Data:
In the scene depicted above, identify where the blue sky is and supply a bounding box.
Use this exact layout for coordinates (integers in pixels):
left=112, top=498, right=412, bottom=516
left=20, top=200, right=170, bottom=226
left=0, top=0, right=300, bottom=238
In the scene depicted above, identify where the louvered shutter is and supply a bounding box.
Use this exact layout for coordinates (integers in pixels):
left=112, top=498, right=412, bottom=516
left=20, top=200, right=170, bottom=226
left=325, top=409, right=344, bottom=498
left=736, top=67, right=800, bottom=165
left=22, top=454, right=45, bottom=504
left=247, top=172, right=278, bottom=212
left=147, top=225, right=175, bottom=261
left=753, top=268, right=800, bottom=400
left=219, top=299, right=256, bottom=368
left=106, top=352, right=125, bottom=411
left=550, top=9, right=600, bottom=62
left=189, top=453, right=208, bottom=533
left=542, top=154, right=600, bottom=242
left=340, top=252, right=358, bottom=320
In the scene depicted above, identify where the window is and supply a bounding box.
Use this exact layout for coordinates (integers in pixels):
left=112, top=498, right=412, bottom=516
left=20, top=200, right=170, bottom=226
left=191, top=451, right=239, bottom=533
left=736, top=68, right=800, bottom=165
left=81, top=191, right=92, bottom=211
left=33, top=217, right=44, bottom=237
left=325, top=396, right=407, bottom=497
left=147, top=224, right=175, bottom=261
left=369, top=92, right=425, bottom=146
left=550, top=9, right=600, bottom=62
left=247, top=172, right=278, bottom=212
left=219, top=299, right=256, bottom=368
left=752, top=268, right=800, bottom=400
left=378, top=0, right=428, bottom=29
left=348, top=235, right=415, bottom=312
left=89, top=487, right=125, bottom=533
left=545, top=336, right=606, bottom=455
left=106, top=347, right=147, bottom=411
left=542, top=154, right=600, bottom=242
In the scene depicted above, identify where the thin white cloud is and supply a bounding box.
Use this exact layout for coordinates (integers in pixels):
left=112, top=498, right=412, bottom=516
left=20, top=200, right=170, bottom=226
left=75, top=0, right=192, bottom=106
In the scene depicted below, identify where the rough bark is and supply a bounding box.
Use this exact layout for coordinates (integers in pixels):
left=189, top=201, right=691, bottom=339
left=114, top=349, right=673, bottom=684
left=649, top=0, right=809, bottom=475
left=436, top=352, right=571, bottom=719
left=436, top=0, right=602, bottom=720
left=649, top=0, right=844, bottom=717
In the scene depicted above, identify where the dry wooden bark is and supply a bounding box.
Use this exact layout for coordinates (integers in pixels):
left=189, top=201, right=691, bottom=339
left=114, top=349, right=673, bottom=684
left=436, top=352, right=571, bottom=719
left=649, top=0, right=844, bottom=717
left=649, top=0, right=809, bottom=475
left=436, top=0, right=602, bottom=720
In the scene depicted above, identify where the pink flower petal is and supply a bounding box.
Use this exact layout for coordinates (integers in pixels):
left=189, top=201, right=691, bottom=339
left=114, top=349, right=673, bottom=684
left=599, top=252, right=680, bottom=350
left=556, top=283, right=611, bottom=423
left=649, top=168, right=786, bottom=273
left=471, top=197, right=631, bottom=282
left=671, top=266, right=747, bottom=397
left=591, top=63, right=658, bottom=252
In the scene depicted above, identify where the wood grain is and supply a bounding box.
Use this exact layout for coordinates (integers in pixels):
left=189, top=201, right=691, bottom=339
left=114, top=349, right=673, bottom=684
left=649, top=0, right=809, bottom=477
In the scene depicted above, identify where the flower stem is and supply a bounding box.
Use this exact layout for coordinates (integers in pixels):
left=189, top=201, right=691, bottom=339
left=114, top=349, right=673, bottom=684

Direction:
Render every line of the records above as a numbered list, leaving out blank lines.

Task output:
1. In the scene depicted above, identify where the blue sky is and supply a bounding box.
2. Use this exact layout for coordinates (integers in pixels):
3. left=112, top=498, right=412, bottom=516
4. left=20, top=200, right=170, bottom=226
5. left=0, top=0, right=300, bottom=238
6. In the scene depicted above, identify where the louvered shutter is and supply a bounding box.
7. Use this exact layout for coordinates (integers in pixels):
8. left=112, top=498, right=412, bottom=516
9. left=20, top=200, right=170, bottom=226
10. left=325, top=409, right=344, bottom=498
11. left=736, top=67, right=800, bottom=165
12. left=22, top=454, right=45, bottom=504
13. left=247, top=172, right=278, bottom=212
14. left=147, top=225, right=175, bottom=261
15. left=753, top=268, right=800, bottom=400
16. left=219, top=299, right=256, bottom=368
17. left=106, top=352, right=125, bottom=411
18. left=550, top=9, right=600, bottom=62
19. left=189, top=453, right=208, bottom=533
20. left=542, top=154, right=600, bottom=242
21. left=340, top=252, right=358, bottom=320
22. In the scene depicted above, identify where the window is and supply a bounding box.
23. Use this exact layout for coordinates (integers in pixels):
24. left=112, top=498, right=412, bottom=516
25. left=20, top=200, right=170, bottom=226
26. left=191, top=451, right=239, bottom=533
27. left=736, top=68, right=800, bottom=165
28. left=81, top=191, right=92, bottom=211
29. left=33, top=217, right=44, bottom=237
30. left=325, top=396, right=407, bottom=497
31. left=147, top=224, right=175, bottom=261
32. left=369, top=92, right=425, bottom=146
33. left=550, top=9, right=600, bottom=62
34. left=247, top=172, right=278, bottom=212
35. left=219, top=299, right=256, bottom=368
36. left=752, top=268, right=800, bottom=400
37. left=378, top=0, right=428, bottom=29
38. left=348, top=235, right=415, bottom=312
39. left=89, top=487, right=125, bottom=533
40. left=545, top=336, right=606, bottom=455
41. left=106, top=347, right=147, bottom=411
42. left=542, top=154, right=600, bottom=242
43. In the scene depicted above, identify where the thin white cloud is and supply a bounding box.
44. Use this exact layout for coordinates (integers in pixels):
45. left=112, top=498, right=412, bottom=516
46. left=20, top=200, right=170, bottom=226
47. left=75, top=0, right=192, bottom=106
48. In the scene depicted below, identify where the rough bark is and supply a bounding box.
49. Use this exact layout for coordinates (integers in pixels):
50. left=189, top=201, right=691, bottom=339
51. left=114, top=349, right=673, bottom=684
52. left=649, top=0, right=809, bottom=475
53. left=436, top=352, right=571, bottom=719
54. left=436, top=0, right=602, bottom=720
55. left=649, top=0, right=844, bottom=717
56. In the scene depicted above, identify where the dry wooden bark is and supply a bounding box.
57. Use this exact layout for coordinates (integers in pixels):
58. left=189, top=201, right=691, bottom=339
59. left=114, top=349, right=673, bottom=684
60. left=436, top=352, right=571, bottom=719
61. left=649, top=0, right=844, bottom=717
62. left=649, top=0, right=809, bottom=475
63. left=436, top=0, right=602, bottom=720
64. In the scene depicted above, identify where the pink flower petal is and supply a bounding box.
65. Use this exact layout for coordinates (integers in pixels):
66. left=189, top=201, right=691, bottom=339
67. left=114, top=349, right=673, bottom=684
68. left=599, top=252, right=680, bottom=350
69. left=556, top=283, right=611, bottom=423
70. left=649, top=168, right=786, bottom=273
71. left=471, top=197, right=631, bottom=282
72. left=671, top=266, right=747, bottom=397
73. left=591, top=63, right=658, bottom=252
74. In the scene depicted above, identify where the wood grain is and supply a bounding box.
75. Use this exact layout for coordinates (integers in pixels):
76. left=189, top=201, right=691, bottom=339
77. left=114, top=349, right=673, bottom=684
78. left=649, top=0, right=809, bottom=477
79. In the scene depicted above, identify where the flower stem is and supply a bounding box.
80. Use this exact layout for coordinates (integers in pixels):
81. left=189, top=201, right=691, bottom=339
82. left=114, top=349, right=673, bottom=684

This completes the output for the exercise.